__Aim of the exercise__
Turn the rows below, from their first line up to and including the line with "166L312 136L212 162L302", into a JSON list of strings with one string per line, skipping any blank lines.
*** Opening Supplied data ***
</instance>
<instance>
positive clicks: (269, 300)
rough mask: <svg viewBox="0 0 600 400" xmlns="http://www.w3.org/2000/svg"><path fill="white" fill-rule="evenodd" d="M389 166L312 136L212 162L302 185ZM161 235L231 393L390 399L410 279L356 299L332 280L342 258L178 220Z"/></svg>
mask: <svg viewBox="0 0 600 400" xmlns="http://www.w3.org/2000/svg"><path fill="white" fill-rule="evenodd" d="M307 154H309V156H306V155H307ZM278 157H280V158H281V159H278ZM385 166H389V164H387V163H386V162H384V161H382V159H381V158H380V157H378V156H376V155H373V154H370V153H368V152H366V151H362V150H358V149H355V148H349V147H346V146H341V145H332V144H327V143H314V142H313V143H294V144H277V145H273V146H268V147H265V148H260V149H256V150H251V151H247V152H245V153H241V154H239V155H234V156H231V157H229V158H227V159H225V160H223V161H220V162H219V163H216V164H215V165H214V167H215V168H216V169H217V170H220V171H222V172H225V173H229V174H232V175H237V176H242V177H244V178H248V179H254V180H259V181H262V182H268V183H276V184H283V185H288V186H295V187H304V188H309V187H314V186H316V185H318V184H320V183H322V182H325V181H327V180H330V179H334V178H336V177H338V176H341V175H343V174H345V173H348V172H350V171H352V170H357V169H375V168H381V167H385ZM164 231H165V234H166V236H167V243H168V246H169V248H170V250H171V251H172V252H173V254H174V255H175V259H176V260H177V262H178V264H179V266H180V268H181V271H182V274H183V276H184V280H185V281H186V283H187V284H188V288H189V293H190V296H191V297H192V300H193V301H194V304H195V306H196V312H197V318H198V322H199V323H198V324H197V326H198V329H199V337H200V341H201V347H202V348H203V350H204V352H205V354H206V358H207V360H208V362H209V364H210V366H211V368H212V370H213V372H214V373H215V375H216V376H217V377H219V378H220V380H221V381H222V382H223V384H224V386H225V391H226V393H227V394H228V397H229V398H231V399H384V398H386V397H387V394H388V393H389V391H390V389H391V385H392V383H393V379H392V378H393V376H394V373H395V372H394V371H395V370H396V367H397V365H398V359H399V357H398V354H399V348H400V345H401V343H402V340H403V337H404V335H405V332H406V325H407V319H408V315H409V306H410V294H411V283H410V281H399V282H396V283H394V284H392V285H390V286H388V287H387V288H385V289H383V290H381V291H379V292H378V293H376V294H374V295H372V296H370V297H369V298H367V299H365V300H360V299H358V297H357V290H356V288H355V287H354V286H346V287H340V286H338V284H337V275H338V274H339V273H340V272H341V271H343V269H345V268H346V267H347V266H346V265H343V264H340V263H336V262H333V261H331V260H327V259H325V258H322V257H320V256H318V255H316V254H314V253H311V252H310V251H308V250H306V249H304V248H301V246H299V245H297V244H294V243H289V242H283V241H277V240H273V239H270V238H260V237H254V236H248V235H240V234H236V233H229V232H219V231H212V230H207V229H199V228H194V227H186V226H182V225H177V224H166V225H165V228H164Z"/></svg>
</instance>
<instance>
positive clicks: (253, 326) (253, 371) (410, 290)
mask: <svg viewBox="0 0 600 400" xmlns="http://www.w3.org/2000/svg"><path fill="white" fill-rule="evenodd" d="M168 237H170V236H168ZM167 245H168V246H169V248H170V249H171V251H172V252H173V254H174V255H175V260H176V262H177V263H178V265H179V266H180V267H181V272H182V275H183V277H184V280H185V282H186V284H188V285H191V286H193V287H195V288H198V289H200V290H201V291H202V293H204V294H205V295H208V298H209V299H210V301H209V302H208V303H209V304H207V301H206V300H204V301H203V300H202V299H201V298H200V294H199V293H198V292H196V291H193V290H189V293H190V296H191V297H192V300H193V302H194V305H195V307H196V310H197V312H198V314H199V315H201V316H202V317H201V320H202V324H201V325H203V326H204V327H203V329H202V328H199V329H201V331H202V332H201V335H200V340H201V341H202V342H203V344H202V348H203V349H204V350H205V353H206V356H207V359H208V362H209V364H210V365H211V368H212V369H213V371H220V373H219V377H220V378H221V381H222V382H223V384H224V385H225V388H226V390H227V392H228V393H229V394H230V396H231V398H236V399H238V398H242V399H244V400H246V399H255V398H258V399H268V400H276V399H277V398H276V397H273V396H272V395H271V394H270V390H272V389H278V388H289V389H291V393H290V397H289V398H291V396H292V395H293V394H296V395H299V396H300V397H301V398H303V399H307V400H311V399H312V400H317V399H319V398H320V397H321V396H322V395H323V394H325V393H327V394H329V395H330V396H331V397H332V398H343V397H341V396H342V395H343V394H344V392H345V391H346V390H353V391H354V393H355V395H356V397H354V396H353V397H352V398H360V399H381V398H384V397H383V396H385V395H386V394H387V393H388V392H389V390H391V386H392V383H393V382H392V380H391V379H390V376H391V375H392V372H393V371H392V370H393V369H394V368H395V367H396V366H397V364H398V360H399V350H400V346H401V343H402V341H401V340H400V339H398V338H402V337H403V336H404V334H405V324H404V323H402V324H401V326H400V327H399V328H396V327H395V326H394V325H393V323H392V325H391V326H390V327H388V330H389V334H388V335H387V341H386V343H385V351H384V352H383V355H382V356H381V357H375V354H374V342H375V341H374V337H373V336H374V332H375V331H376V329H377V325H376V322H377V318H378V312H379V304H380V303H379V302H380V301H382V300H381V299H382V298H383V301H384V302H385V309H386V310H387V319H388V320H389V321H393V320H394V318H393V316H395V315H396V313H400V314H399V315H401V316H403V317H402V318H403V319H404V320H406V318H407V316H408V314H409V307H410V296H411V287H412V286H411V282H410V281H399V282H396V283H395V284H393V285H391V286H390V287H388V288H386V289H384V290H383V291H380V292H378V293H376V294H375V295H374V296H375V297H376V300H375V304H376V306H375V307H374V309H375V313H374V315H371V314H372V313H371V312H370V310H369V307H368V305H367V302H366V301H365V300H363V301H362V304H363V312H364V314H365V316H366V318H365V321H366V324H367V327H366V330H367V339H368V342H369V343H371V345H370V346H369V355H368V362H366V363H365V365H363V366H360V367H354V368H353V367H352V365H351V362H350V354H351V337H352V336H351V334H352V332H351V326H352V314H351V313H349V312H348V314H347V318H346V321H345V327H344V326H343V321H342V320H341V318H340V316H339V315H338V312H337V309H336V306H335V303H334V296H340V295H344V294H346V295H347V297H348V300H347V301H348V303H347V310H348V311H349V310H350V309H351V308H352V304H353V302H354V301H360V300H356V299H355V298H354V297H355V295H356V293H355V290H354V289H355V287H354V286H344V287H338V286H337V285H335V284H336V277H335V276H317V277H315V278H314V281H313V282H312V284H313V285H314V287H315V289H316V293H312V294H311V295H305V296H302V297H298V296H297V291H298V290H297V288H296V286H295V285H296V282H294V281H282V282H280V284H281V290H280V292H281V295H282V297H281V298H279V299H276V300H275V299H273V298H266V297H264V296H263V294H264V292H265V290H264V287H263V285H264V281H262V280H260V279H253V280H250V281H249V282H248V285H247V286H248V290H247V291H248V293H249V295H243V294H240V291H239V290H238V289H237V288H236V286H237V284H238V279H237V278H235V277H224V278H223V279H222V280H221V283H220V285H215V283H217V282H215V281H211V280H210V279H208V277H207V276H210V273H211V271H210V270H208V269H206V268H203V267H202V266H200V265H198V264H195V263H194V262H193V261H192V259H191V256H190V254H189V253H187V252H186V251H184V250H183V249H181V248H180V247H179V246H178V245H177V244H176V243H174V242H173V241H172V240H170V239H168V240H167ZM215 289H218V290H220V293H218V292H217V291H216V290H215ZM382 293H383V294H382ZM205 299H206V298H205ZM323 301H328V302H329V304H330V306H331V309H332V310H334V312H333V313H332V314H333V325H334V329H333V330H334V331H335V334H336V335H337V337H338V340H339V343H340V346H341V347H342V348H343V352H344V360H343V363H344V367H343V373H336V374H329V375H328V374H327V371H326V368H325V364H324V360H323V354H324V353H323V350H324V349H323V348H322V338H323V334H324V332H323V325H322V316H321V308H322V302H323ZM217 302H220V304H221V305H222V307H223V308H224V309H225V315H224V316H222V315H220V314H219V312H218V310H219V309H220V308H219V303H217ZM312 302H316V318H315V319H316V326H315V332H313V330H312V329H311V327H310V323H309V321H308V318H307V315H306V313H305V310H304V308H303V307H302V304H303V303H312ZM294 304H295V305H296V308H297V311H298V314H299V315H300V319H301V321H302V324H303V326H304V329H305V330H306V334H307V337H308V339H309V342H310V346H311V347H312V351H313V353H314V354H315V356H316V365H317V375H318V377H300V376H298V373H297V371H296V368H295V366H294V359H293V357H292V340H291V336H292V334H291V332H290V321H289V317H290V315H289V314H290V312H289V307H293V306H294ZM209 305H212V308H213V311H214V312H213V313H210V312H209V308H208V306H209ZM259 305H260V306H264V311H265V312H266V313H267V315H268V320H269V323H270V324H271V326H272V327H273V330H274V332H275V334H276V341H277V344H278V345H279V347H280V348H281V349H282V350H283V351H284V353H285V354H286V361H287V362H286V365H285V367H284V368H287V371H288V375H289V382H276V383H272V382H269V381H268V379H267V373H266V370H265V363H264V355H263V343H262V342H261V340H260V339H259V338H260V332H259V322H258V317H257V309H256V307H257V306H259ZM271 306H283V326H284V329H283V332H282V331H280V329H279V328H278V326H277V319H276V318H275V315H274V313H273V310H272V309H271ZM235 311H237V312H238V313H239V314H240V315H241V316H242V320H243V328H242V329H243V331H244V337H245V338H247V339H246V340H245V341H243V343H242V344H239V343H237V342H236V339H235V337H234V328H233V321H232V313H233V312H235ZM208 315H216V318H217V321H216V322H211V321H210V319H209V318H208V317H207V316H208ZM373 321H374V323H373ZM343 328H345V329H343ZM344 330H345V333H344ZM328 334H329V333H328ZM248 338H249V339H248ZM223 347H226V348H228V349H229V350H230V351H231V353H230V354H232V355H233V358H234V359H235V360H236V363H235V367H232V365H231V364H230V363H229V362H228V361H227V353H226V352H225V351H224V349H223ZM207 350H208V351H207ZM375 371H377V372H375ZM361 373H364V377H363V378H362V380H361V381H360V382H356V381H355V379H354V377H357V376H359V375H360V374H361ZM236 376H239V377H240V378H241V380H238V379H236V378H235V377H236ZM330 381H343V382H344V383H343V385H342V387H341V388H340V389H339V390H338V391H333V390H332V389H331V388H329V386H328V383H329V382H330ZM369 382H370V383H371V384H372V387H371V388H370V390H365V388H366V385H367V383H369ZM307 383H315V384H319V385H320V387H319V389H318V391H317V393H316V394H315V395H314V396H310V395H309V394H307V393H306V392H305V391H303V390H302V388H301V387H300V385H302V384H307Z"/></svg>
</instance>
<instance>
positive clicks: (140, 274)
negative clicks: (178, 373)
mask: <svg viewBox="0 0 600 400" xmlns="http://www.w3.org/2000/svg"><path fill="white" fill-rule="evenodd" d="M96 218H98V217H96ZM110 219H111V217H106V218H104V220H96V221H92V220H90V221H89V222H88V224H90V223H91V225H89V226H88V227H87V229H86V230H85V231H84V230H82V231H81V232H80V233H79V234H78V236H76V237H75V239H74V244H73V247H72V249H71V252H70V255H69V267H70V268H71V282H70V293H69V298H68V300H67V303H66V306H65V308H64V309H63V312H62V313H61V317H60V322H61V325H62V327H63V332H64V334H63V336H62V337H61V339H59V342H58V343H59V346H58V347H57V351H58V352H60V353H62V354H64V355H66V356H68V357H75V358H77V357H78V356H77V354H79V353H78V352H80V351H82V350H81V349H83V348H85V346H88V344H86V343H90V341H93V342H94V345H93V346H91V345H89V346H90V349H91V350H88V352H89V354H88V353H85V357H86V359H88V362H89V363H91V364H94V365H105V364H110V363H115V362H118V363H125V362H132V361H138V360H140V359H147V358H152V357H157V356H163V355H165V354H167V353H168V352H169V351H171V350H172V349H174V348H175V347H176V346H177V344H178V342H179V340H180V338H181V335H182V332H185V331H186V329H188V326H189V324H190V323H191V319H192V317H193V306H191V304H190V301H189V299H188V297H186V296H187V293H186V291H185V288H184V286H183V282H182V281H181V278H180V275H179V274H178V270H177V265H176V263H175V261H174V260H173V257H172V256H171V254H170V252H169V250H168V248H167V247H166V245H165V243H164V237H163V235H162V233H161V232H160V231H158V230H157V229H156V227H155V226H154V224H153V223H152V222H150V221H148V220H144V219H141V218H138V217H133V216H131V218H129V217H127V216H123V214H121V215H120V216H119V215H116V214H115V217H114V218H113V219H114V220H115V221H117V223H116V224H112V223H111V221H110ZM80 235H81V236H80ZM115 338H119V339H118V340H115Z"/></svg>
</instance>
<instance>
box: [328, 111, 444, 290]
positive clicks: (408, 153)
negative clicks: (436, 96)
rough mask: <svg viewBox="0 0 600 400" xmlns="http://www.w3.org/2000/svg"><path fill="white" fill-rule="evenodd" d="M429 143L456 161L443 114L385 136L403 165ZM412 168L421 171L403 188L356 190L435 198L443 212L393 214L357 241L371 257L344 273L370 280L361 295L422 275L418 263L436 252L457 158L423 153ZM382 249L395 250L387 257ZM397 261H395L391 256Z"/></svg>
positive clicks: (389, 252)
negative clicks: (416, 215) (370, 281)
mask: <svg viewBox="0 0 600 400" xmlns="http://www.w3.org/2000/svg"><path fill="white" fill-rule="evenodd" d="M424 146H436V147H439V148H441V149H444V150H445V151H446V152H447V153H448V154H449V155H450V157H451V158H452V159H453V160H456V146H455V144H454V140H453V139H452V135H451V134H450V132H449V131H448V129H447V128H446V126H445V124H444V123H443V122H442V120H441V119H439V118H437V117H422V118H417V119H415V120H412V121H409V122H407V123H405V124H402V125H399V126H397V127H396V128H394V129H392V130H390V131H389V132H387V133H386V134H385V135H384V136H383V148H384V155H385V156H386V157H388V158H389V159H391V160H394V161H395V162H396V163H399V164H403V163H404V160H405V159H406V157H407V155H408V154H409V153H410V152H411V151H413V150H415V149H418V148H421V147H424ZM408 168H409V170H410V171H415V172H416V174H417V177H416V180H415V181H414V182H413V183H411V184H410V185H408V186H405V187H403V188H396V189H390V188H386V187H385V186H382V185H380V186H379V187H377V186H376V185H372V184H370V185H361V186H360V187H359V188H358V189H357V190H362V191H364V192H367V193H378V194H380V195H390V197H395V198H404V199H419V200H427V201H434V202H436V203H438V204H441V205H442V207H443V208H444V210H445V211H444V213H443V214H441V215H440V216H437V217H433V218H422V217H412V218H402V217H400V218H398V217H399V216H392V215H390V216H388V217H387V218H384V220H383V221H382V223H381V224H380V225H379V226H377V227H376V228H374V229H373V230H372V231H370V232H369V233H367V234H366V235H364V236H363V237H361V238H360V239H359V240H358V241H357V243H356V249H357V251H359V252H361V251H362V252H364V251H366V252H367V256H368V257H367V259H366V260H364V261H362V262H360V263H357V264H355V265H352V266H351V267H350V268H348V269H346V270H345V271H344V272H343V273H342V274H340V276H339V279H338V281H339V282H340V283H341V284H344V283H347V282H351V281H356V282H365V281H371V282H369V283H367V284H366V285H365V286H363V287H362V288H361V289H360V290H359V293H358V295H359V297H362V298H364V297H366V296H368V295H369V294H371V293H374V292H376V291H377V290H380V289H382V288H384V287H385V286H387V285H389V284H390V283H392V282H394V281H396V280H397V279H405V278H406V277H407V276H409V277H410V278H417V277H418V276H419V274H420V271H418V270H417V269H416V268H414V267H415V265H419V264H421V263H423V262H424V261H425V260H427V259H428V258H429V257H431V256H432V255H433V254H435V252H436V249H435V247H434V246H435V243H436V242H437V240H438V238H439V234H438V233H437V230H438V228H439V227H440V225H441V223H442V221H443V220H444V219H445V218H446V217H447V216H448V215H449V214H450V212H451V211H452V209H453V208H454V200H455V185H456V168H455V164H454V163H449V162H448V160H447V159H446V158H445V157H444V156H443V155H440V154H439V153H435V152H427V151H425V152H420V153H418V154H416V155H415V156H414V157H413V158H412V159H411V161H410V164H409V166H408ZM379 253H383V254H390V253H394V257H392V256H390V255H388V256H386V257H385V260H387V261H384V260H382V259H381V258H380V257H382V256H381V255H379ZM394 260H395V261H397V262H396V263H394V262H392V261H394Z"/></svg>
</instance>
*** Closing Supplied data ***
__Answer section__
[
  "</instance>",
  "<instance>",
  "positive clicks: (269, 300)",
  "rough mask: <svg viewBox=\"0 0 600 400\" xmlns=\"http://www.w3.org/2000/svg\"><path fill=\"white\" fill-rule=\"evenodd\" d=\"M389 166L312 136L212 162L302 185ZM161 235L231 393L390 399L410 279L356 299L332 280L342 258L178 220Z\"/></svg>"
]